Data to use:

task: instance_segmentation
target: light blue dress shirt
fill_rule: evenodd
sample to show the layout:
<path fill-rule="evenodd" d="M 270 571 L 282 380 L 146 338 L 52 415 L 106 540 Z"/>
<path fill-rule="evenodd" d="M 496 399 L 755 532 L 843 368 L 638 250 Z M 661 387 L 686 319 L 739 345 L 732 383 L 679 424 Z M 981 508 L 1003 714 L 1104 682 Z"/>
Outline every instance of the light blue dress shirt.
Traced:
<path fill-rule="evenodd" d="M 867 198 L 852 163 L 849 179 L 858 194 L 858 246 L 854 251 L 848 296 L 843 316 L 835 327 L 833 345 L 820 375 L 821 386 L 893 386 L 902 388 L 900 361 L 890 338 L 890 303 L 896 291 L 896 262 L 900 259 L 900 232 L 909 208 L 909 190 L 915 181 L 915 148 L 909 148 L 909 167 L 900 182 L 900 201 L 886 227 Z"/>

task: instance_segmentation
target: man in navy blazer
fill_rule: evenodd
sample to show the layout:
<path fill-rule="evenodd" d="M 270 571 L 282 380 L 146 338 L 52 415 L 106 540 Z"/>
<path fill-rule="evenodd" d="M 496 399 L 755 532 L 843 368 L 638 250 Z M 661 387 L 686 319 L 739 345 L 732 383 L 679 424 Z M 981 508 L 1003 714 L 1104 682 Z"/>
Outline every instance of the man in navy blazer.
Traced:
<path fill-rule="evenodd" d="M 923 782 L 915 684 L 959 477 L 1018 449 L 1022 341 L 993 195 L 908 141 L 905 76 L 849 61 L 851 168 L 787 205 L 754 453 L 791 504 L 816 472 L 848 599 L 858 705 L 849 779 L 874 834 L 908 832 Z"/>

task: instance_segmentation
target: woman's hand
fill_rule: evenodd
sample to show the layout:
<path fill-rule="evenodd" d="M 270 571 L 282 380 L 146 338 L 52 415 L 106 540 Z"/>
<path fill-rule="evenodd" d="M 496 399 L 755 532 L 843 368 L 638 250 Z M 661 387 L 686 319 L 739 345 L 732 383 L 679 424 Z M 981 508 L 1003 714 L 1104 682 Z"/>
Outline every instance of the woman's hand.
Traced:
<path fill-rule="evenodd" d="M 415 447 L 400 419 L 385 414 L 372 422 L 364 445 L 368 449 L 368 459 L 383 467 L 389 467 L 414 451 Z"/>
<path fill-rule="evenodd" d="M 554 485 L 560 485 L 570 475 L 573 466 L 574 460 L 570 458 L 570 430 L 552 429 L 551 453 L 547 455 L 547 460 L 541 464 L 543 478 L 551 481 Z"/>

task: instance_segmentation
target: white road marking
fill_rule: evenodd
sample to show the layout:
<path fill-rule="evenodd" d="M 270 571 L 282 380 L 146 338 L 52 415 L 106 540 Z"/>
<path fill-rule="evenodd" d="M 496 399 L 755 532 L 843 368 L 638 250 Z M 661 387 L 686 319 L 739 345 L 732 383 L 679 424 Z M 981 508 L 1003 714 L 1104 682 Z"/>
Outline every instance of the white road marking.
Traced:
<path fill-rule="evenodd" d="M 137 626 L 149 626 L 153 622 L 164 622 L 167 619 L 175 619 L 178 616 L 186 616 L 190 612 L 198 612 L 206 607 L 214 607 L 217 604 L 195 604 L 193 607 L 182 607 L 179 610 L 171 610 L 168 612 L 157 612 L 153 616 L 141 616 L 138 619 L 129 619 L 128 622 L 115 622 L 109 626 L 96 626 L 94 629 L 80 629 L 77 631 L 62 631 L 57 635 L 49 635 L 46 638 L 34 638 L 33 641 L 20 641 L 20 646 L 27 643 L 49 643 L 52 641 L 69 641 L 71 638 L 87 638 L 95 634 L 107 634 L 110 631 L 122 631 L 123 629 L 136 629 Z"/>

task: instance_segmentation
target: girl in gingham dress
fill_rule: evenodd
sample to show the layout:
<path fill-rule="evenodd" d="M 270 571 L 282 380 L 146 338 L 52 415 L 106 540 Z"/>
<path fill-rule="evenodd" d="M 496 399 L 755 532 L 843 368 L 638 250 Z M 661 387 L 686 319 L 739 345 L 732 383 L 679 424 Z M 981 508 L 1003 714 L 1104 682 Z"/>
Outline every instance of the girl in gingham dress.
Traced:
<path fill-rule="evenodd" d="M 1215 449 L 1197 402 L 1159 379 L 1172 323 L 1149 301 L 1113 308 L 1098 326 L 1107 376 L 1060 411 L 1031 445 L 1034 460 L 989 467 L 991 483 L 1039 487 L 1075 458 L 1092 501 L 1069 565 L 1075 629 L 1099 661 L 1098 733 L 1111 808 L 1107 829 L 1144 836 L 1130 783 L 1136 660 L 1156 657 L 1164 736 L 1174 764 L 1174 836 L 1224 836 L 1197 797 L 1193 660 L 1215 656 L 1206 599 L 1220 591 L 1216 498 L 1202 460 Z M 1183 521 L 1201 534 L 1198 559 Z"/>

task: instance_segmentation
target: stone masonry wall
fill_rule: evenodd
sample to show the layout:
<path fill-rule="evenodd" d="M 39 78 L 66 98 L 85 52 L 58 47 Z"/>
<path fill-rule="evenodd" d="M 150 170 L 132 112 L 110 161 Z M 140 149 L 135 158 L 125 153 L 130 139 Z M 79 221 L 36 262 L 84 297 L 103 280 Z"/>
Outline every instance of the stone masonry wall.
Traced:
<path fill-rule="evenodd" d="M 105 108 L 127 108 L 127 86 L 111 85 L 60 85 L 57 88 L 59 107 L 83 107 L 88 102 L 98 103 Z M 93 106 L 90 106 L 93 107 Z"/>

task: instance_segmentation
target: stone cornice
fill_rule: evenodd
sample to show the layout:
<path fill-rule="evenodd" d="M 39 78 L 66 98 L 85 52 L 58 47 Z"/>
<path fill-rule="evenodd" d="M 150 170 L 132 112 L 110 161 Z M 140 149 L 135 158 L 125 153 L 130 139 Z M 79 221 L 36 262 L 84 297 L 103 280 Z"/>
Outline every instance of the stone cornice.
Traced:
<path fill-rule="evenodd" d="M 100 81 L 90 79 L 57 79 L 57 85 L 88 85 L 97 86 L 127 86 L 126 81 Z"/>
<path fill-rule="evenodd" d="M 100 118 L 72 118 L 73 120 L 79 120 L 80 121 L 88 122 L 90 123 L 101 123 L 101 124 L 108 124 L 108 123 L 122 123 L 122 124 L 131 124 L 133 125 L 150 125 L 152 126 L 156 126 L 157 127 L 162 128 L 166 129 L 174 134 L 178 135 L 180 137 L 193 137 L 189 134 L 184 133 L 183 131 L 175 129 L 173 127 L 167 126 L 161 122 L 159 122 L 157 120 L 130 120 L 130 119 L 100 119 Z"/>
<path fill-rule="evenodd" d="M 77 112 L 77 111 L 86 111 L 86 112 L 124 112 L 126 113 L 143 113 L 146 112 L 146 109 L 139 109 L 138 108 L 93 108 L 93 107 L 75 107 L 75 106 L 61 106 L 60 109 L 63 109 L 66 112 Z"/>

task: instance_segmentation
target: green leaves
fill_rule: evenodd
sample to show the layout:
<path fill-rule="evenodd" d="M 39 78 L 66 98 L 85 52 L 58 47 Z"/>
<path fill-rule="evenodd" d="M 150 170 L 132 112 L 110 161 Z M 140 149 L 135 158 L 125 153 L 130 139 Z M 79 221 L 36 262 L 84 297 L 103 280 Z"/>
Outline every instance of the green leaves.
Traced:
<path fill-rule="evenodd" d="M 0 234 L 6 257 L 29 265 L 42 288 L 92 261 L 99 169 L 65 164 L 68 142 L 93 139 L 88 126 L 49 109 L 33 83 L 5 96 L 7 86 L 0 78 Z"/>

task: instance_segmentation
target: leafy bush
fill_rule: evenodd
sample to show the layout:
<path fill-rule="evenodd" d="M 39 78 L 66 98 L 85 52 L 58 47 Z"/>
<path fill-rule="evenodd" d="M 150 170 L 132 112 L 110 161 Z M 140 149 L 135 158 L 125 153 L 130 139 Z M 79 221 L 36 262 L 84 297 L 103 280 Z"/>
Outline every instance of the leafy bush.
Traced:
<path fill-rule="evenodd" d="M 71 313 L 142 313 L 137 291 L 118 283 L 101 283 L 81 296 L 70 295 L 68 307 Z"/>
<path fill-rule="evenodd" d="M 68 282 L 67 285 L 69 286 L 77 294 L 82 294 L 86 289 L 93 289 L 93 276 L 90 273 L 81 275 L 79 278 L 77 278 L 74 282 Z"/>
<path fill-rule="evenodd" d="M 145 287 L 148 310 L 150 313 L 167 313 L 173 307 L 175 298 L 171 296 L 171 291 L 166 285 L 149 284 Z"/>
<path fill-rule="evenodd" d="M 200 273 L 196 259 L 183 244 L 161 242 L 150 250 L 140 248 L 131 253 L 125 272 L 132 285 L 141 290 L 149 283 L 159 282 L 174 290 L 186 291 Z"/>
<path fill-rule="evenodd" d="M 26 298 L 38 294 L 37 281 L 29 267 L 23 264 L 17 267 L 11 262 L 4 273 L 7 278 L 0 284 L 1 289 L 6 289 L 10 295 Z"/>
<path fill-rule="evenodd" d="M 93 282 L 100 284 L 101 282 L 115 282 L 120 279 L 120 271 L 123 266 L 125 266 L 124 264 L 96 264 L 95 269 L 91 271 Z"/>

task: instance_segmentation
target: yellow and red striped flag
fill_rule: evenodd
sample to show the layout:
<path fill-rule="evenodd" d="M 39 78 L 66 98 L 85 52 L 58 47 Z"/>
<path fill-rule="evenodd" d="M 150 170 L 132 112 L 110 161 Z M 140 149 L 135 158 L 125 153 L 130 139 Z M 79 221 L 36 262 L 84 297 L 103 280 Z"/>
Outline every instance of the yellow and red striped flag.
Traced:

Task prompt:
Rewrite every line from the beginning of the records above through the line containing "867 198 L 852", requests included. Rescale each polygon vertex coordinate in the answers by 1.05 and round it to the nearest whole number, with halves rounded up, leaving the numbers in the requests and their layout samples unchanged.

Expected answer:
task: instance_segmentation
target: light blue dress shirt
fill_rule: evenodd
sample to show the layout:
<path fill-rule="evenodd" d="M 270 571 L 282 380 L 146 338 L 52 415 L 106 540 Z"/>
<path fill-rule="evenodd" d="M 496 399 L 755 532 L 843 368 L 638 250 Z M 661 387 L 686 319 L 739 345 L 732 383 L 679 424 Z M 981 508 L 1003 714 L 1104 682 Z"/>
Outline every instance of the light blue dress shirt.
Traced:
<path fill-rule="evenodd" d="M 910 208 L 895 171 L 891 188 L 901 204 L 901 258 L 897 264 L 890 311 L 885 332 L 877 343 L 875 362 L 861 394 L 862 405 L 938 405 L 947 407 L 945 379 L 935 355 L 935 318 L 941 306 L 941 275 L 945 272 L 945 244 L 954 218 L 954 200 L 961 190 L 961 155 L 954 155 L 954 175 L 945 191 L 945 211 L 930 238 Z"/>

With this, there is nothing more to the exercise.